━━━━━ ARTICLE ━━━━━

Here we derive the ratios of the short term variables to the long term variables. If there is no significant difference between the short-term and long-term behavior of a customer, these ratio variables should be close to 1. If the ratios are significantly lower, this may indicate disengagement and should be good indicators for potential churn.

  final_train <- train %>% mutate(
    ratio_products_viewed = products_viewed_ST/products_viewed_LT,
    ratio_distinct_products = distinct_products_ST/distinct_products_LT,
    ratio_distinct_prod_types = distinct_products_ST/distinct_products_LT,
    ratio_distinct_merchants = distinct_merchants_ST/distinct_merchants_LT,
    ratio_amount_bought = amount_bought_ST/amount_bought_LT,
    ratio_products_bought=products_bought_ST/products_bought_LT,
    amount_per_time = amount_bought_LFTIME/active_time_LFTIME,
    product_per_time  = products_bought_LFTIME/active_time_LFTIME)

Test Data Preparation

For the test, the above process is rerun with only one change: all the colorful windows are moved four months to the right as shown below:

From the above we are hoping to acheive a test dataset comparable to our train dataset. There are some caveats for setting up test/train datasets in this manner:

We assume that a customer who is unavailable for 4 months at a stretch will not make an appearance later on in the dataset. If such is not the case, data leakage is certain. In actual project-work, quality checks are made to make the required adjustments.
Effects of seasonality are ignored here. A review of churn rates over an extended period of time would help in understanding if seasonality is an important factor in a churn prediction problem.

We rerun the feature engineering for the test datasets below.

test_active  <- all_events %>%
  dplyr::filter(timestamp < '2014-12-01' &
                  timestamp >= '2014-08-01' &
                  event == "purchase") %>%
  dplyr::group_by(cust_id) %>% 
  dplyr::summarise(total_bought = sum(price,na.rm=TRUE)) %>% 
  dplyr::filter(total_bought >= 30) 

test <- test_active %>% 
  left_join(all_events %>% 
  filter(  timestamp >= "2014-12-01" &
           timestamp < "2015-03-01" &
           event == "purchase") %>% 
  select(cust_id) %>% 
  unique() %>%
  mutate(still_there = 1),by=c("cust_id")) %>%
  mutate(target = ifelse(is.na(still_there) == TRUE,0,1)) 
  
long_term_test <- 
  all_events %>% 
  filter(timestamp <  '2014-12-01' &
         timestamp >= '2014-04-01') %>%
  group_by(cust_id) %>% 
  summarise(
    products_viewed =  sum(!is.na(product_id)),
    distinct_products = n_distinct(product_id),
    distinct_prod_types= n_distinct(prod_type),
    distinct_merchants = n_distinct(merchant_id),
    amount_bought = sum(price[event == "purchase"],na.rm=TRUE),
    products_bought = sum(event == "purchase",na.rm=TRUE)) %>% 
  ungroup()

━━━━━

# PROBLEM SET
a) In the churn tutorial, by how many months and in which direction are the windows shifted to build the test data?
b) Print the part of the churn tutorial that opens with the words containing "Effects of seasonality" and closes with "churn prediction problem.".
c) Write what comes next in the churn tutorial, picking up after its last line.

━━━━━ RECORDS SHOWN ━━━━━

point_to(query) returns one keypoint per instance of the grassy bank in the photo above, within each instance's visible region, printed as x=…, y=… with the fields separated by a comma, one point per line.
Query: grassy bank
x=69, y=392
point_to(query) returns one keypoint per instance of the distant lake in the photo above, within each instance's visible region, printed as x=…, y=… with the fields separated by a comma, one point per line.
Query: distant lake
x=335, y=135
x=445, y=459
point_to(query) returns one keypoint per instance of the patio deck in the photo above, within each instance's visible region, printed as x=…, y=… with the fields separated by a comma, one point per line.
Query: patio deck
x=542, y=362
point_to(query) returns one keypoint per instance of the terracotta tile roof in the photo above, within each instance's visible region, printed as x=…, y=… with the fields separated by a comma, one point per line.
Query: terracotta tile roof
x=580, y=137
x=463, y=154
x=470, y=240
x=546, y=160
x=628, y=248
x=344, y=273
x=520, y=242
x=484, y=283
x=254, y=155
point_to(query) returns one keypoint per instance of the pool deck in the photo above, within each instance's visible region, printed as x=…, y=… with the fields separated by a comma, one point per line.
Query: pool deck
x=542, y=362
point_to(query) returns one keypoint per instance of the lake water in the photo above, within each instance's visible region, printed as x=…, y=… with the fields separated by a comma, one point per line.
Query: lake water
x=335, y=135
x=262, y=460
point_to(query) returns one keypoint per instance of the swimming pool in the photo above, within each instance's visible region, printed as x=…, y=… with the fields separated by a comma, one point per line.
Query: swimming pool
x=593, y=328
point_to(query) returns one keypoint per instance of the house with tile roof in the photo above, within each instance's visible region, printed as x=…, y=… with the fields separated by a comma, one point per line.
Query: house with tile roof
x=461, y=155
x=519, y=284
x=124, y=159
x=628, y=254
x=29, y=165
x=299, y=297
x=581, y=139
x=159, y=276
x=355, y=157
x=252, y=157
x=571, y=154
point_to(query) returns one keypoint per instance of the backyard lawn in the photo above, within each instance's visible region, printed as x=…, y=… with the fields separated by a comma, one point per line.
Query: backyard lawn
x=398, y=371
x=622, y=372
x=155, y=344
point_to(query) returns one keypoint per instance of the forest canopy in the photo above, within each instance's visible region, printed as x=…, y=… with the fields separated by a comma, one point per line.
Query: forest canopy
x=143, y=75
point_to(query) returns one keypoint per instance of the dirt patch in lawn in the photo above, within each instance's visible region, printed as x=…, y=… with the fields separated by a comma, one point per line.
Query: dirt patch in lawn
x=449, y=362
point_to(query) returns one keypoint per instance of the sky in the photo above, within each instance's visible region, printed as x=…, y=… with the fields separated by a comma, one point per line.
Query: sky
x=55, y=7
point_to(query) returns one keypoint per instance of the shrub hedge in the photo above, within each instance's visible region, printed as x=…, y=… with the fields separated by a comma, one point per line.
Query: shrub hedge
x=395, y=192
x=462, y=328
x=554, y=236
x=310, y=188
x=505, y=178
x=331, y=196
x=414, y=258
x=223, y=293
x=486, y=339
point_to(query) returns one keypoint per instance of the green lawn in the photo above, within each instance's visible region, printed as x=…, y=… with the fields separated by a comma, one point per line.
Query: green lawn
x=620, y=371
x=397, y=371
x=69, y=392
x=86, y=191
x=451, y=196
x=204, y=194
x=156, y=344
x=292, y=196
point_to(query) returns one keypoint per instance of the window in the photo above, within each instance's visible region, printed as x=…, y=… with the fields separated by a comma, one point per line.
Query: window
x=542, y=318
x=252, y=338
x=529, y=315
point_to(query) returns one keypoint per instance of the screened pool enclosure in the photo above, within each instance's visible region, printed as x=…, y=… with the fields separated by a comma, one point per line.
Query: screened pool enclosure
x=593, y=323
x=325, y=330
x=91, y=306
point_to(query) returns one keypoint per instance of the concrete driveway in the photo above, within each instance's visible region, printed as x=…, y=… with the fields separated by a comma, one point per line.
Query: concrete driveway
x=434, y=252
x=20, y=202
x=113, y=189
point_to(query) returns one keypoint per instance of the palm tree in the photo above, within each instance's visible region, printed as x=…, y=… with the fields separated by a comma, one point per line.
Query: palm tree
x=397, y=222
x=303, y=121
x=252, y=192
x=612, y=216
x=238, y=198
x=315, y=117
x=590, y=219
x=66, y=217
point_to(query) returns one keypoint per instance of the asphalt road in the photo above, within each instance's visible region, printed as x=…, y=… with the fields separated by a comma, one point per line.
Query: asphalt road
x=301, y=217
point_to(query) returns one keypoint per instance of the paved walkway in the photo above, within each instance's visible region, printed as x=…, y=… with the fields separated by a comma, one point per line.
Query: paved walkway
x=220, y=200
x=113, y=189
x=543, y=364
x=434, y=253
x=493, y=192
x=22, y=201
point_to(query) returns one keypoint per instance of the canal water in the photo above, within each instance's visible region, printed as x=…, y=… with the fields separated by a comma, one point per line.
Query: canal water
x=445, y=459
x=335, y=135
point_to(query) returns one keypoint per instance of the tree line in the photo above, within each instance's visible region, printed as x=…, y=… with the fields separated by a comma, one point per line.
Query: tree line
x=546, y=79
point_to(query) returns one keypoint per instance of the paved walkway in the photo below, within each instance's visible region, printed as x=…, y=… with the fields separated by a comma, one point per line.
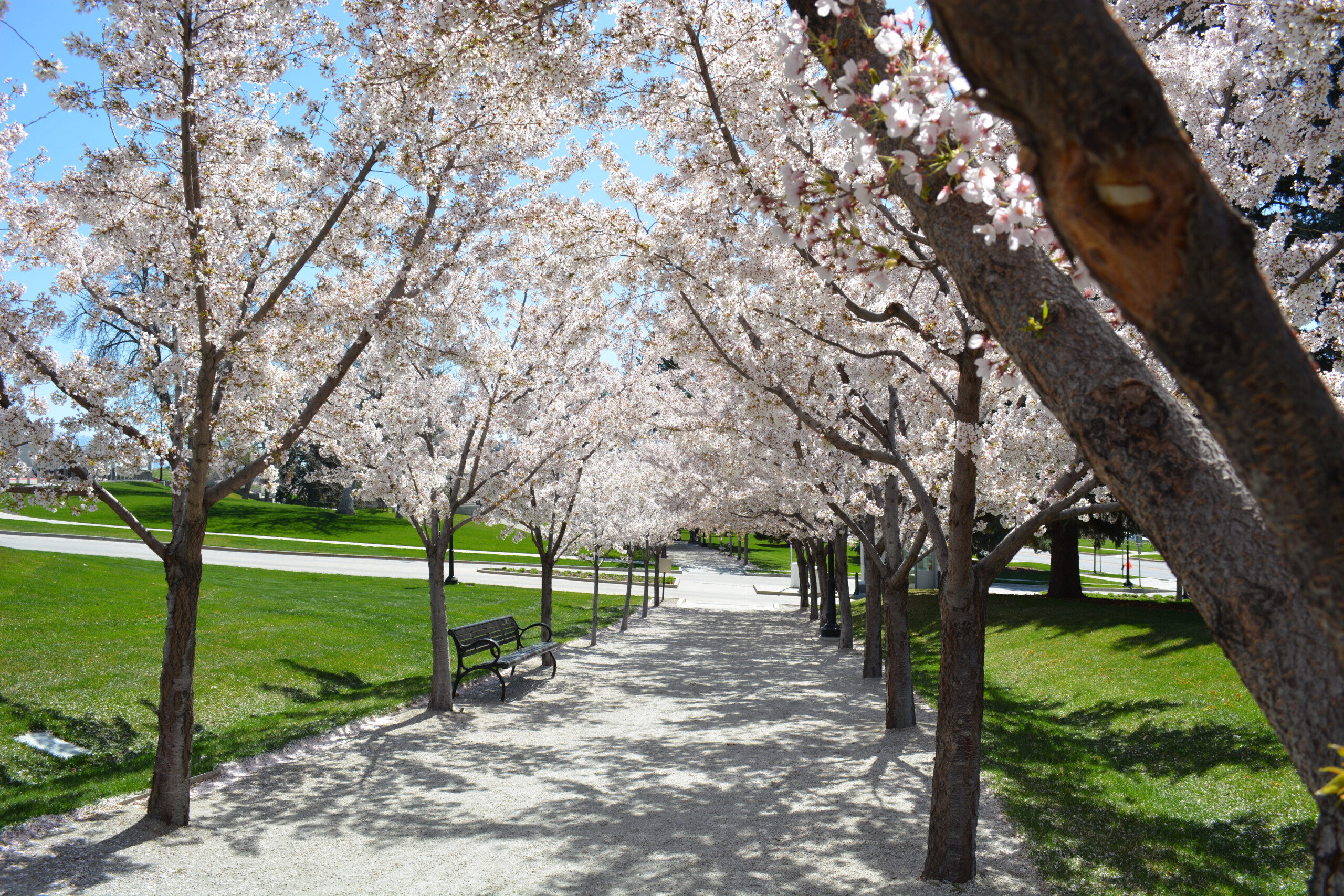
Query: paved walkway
x=701, y=753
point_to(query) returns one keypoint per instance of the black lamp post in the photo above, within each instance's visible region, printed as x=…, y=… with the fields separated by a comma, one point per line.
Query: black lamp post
x=830, y=628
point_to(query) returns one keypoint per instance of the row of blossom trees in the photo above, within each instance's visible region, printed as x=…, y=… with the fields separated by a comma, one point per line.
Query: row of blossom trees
x=894, y=282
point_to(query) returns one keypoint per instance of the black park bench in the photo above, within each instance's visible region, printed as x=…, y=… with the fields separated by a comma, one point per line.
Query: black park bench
x=491, y=637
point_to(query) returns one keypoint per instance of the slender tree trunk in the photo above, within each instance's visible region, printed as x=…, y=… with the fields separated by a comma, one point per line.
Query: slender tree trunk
x=842, y=561
x=873, y=614
x=815, y=561
x=597, y=567
x=961, y=679
x=803, y=575
x=629, y=586
x=644, y=614
x=1065, y=579
x=548, y=594
x=441, y=671
x=347, y=500
x=170, y=793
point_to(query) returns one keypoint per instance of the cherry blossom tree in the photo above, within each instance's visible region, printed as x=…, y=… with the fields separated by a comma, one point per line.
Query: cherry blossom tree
x=244, y=242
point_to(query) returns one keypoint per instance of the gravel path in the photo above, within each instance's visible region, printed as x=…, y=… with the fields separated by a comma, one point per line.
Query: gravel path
x=701, y=753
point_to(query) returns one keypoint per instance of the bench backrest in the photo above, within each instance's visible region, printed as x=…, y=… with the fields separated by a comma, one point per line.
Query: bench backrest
x=502, y=630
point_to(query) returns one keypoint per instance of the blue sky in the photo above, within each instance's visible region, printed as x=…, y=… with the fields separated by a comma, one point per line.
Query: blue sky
x=64, y=136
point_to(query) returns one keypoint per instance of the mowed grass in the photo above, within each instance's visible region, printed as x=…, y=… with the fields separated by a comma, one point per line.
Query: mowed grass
x=279, y=656
x=152, y=505
x=1127, y=750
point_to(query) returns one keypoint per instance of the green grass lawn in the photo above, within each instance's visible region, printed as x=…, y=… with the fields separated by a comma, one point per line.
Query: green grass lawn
x=152, y=505
x=1127, y=750
x=280, y=656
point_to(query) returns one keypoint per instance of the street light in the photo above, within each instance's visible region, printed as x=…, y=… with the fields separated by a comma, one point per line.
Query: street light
x=452, y=530
x=830, y=628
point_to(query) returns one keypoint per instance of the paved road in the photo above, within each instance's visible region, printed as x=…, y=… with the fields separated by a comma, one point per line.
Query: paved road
x=709, y=578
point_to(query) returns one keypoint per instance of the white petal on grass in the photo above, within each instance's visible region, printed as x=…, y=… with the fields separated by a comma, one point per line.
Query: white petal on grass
x=47, y=742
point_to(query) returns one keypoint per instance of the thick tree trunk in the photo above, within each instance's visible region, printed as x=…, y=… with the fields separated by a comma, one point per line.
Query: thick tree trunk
x=873, y=614
x=629, y=587
x=170, y=792
x=597, y=581
x=441, y=669
x=1159, y=461
x=1328, y=848
x=1065, y=578
x=901, y=687
x=961, y=678
x=1180, y=261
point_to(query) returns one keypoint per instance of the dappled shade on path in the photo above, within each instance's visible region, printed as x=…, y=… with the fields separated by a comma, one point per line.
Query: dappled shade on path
x=704, y=751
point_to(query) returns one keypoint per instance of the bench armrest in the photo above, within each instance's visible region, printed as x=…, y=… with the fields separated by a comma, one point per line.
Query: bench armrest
x=494, y=645
x=536, y=625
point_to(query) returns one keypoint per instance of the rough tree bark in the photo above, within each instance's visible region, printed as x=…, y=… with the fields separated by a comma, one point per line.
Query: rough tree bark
x=1065, y=577
x=961, y=673
x=441, y=668
x=873, y=598
x=803, y=574
x=841, y=547
x=629, y=586
x=170, y=794
x=597, y=582
x=896, y=587
x=644, y=609
x=1163, y=467
x=347, y=500
x=1126, y=193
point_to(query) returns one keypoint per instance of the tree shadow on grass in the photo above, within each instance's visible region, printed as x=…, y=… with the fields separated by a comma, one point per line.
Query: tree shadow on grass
x=35, y=784
x=344, y=687
x=1055, y=777
x=1055, y=772
x=1160, y=633
x=1065, y=775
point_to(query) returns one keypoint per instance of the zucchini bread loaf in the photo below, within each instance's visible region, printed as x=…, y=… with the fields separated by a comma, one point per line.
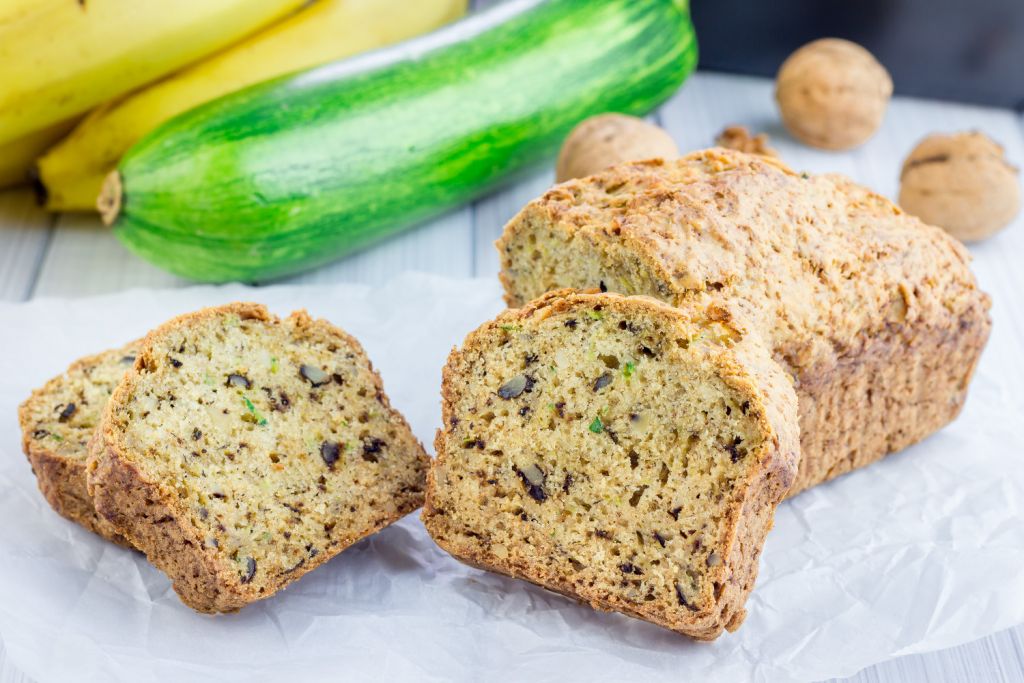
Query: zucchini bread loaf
x=244, y=451
x=57, y=422
x=616, y=450
x=875, y=314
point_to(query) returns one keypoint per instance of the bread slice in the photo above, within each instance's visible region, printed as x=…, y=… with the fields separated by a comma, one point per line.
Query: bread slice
x=57, y=421
x=876, y=314
x=619, y=451
x=244, y=451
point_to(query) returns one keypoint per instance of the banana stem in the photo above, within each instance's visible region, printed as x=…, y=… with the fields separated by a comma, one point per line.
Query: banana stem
x=109, y=202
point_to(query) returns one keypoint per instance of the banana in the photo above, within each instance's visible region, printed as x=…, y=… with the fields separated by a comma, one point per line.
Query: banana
x=60, y=57
x=73, y=171
x=17, y=157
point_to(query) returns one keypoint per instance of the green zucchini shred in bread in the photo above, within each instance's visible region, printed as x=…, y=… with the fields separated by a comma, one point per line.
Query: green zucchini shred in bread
x=57, y=422
x=244, y=451
x=875, y=314
x=616, y=450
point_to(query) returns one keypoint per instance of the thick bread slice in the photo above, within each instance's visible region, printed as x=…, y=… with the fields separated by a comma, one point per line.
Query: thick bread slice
x=619, y=451
x=875, y=314
x=244, y=451
x=57, y=421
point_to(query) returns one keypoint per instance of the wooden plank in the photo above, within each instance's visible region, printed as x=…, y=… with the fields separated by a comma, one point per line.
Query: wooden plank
x=25, y=232
x=8, y=674
x=84, y=259
x=441, y=246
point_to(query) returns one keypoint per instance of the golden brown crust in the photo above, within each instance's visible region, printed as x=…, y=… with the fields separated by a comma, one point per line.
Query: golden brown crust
x=745, y=366
x=60, y=473
x=151, y=514
x=876, y=315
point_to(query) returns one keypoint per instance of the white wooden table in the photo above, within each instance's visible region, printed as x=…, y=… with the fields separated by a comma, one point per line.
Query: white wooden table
x=43, y=255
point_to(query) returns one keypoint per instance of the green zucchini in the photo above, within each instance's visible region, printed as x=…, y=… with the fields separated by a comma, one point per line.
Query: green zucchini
x=298, y=171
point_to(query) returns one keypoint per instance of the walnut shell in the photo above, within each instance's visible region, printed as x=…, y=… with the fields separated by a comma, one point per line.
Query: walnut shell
x=961, y=182
x=833, y=93
x=607, y=139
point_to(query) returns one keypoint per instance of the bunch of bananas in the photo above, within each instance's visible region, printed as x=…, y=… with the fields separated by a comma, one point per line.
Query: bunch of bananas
x=82, y=80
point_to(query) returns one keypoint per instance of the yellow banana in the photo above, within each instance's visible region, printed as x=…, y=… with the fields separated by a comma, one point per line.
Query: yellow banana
x=74, y=170
x=60, y=57
x=18, y=156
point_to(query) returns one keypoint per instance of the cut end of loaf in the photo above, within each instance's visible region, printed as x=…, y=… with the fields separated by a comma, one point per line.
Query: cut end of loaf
x=111, y=198
x=245, y=451
x=607, y=447
x=57, y=422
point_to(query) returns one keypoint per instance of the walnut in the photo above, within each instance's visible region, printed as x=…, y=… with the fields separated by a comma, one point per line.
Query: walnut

━━━━━

# SOLVED PROBLEMS
a) Four months to the right.

b)
Effects of seasonality are ignored here. A review of churn rates over an extended period of time would help in understanding if seasonality is an important factor in a churn prediction problem.

c)
names(long_term_test) = map_chr(names(long_term_test), function(x) paste(x,"LT",sep ="_"))

short_term_test <- all_events %>% 
  filter(timestamp <  '2014-12-01' &
           timestamp >= '2014-11-01') %>%
  group_by(cust_id) %>% 
  summarise(
    products_viewed =  sum(!is.na(product_id)),
    distinct_products = n_distinct(product_id),
    distinct_prod_types= n_distinct(prod_type),
    distinct_merchants = n_distinct(merchant_id),
    amount_bought = sum(price[event == "purchase"],na.rm=TRUE),
    products_bought = sum(event == "purchase",na.rm=TRUE)) %>% 
  ungroup()

names(short_term_test) = map_chr(names(short_term_test), function(x) paste(x,"ST",sep ="_"))

lifetime_test <- all_events %>%
  filter(timestamp < '2014-12-01') %>%
  group_by(cust_id) %>% 
  summarise(amount_bought = sum(price[event=="purchase"],na.rm=TRUE),
            products_bought = sum(event == "purchase",na.rm=TRUE),
            active_time = difftime('2014-12-01',min(timestamp))) 

names(lifetime_test) = map_chr(names(lifetime_test), function(x) paste(x,"LFTIME",sep ="_"))

final_test <- test %>% 
  left_join(long_term_test,by=c("cust_id"="cust_id_LT")) %>%
  left_join(short_term_test,by=c("cust_id"="cust_id_ST")) %>%
  left_join(lifetime_test,by=c("cust_id"="cust_id_LFTIME")) 

final_test["active_time_LFTIME"] = as.numeric(final_test$active_time_LFTIME)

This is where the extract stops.